Segmentation labeling entries:
**********

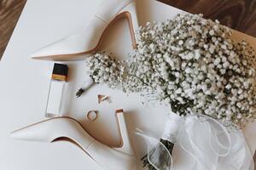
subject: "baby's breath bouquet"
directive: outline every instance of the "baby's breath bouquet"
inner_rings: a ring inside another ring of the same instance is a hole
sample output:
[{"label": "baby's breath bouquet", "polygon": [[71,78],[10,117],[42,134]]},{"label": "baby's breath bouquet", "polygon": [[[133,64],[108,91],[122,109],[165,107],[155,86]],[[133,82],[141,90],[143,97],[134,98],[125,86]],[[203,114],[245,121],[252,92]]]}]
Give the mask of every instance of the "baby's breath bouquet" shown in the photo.
[{"label": "baby's breath bouquet", "polygon": [[[235,42],[229,28],[201,17],[177,14],[148,23],[137,31],[136,54],[123,65],[108,56],[109,69],[102,71],[107,61],[98,58],[106,54],[91,56],[92,78],[125,92],[149,94],[177,116],[207,115],[241,128],[255,118],[255,52],[245,41]],[[172,138],[164,134],[160,139],[170,153],[178,127],[172,132]],[[155,169],[147,156],[143,160]]]}]

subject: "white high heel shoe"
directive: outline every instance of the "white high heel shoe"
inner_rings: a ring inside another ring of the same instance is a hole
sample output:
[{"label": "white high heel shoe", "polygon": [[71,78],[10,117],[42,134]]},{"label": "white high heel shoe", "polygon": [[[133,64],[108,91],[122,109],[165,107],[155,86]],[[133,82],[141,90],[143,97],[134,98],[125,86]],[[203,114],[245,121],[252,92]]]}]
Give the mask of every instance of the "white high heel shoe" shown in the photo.
[{"label": "white high heel shoe", "polygon": [[56,117],[32,124],[11,133],[11,137],[39,142],[69,139],[85,151],[102,169],[136,170],[134,156],[122,111],[117,111],[121,133],[121,147],[113,149],[90,137],[75,119]]},{"label": "white high heel shoe", "polygon": [[32,57],[48,60],[84,59],[86,54],[98,49],[108,26],[120,18],[128,20],[133,48],[136,48],[134,30],[138,28],[138,22],[135,0],[104,0],[82,32],[47,45],[33,53]]}]

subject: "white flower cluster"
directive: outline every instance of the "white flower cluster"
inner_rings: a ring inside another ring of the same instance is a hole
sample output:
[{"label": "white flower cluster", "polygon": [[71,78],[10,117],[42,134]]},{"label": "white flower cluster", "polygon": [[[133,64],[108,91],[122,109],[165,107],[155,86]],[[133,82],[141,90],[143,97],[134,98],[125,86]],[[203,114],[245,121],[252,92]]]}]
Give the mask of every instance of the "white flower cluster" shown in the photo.
[{"label": "white flower cluster", "polygon": [[134,74],[180,115],[206,114],[227,124],[255,117],[255,53],[229,28],[178,14],[138,31]]},{"label": "white flower cluster", "polygon": [[152,94],[179,115],[205,114],[243,125],[255,118],[255,52],[246,42],[235,43],[229,28],[201,16],[148,23],[138,30],[128,66],[97,54],[89,62],[92,78],[126,92]]},{"label": "white flower cluster", "polygon": [[119,61],[106,54],[95,54],[87,59],[86,63],[90,76],[96,83],[106,83],[112,88],[120,87],[124,67]]}]

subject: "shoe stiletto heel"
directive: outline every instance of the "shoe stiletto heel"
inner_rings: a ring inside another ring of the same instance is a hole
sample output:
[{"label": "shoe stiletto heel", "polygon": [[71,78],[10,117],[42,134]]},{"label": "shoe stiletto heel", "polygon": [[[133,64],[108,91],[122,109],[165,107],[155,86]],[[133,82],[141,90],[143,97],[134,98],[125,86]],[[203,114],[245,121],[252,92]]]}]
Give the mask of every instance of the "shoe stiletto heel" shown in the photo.
[{"label": "shoe stiletto heel", "polygon": [[120,18],[127,19],[133,48],[138,21],[134,0],[108,0],[101,5],[88,26],[80,33],[65,37],[34,52],[31,57],[46,60],[78,60],[96,52],[108,28]]},{"label": "shoe stiletto heel", "polygon": [[110,148],[90,136],[78,121],[70,117],[55,117],[32,124],[11,133],[11,137],[38,142],[72,141],[87,153],[102,169],[136,170],[137,161],[131,146],[122,111],[117,112],[123,144]]}]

**********

Identify every line of the entries above that contains the string "heel", and copy each of those lines.

• Exercise result:
subject: "white high heel shoe"
directive: outline every instance of the "white high heel shoe"
[{"label": "white high heel shoe", "polygon": [[71,78],[10,117],[42,134]]},{"label": "white high heel shoe", "polygon": [[[133,64],[108,91],[122,109],[165,107],[155,86]],[[133,82],[141,90],[143,97],[134,98],[125,86]],[[203,114],[245,121],[252,92]]]}]
Give the mask of every instance of the "white high heel shoe" shown in the photo.
[{"label": "white high heel shoe", "polygon": [[56,117],[32,124],[11,133],[11,137],[39,142],[69,139],[85,151],[102,169],[136,170],[134,156],[122,111],[117,111],[121,133],[121,147],[113,149],[90,137],[75,119]]},{"label": "white high heel shoe", "polygon": [[32,57],[48,60],[84,59],[86,54],[98,49],[108,26],[120,18],[128,20],[133,48],[136,48],[134,30],[138,28],[138,22],[135,0],[104,0],[82,32],[47,45],[33,53]]}]
subject: "shoe stiletto heel"
directive: outline every instance of the "shoe stiletto heel"
[{"label": "shoe stiletto heel", "polygon": [[71,78],[10,117],[42,134]]},{"label": "shoe stiletto heel", "polygon": [[[133,64],[108,91],[122,109],[165,107],[155,86]],[[133,82],[141,90],[143,97],[134,98],[125,86]],[[203,114],[245,121],[252,92]]]}]
Give the mask of every instance of the "shoe stiletto heel" shown in the photo.
[{"label": "shoe stiletto heel", "polygon": [[120,18],[127,19],[133,48],[138,21],[134,0],[108,0],[101,5],[88,26],[80,33],[65,37],[34,52],[31,57],[46,60],[78,60],[96,52],[108,28]]},{"label": "shoe stiletto heel", "polygon": [[110,148],[90,136],[78,121],[70,117],[55,117],[32,124],[11,133],[11,137],[38,142],[72,141],[87,153],[102,169],[136,170],[137,161],[131,146],[122,111],[117,112],[123,144]]}]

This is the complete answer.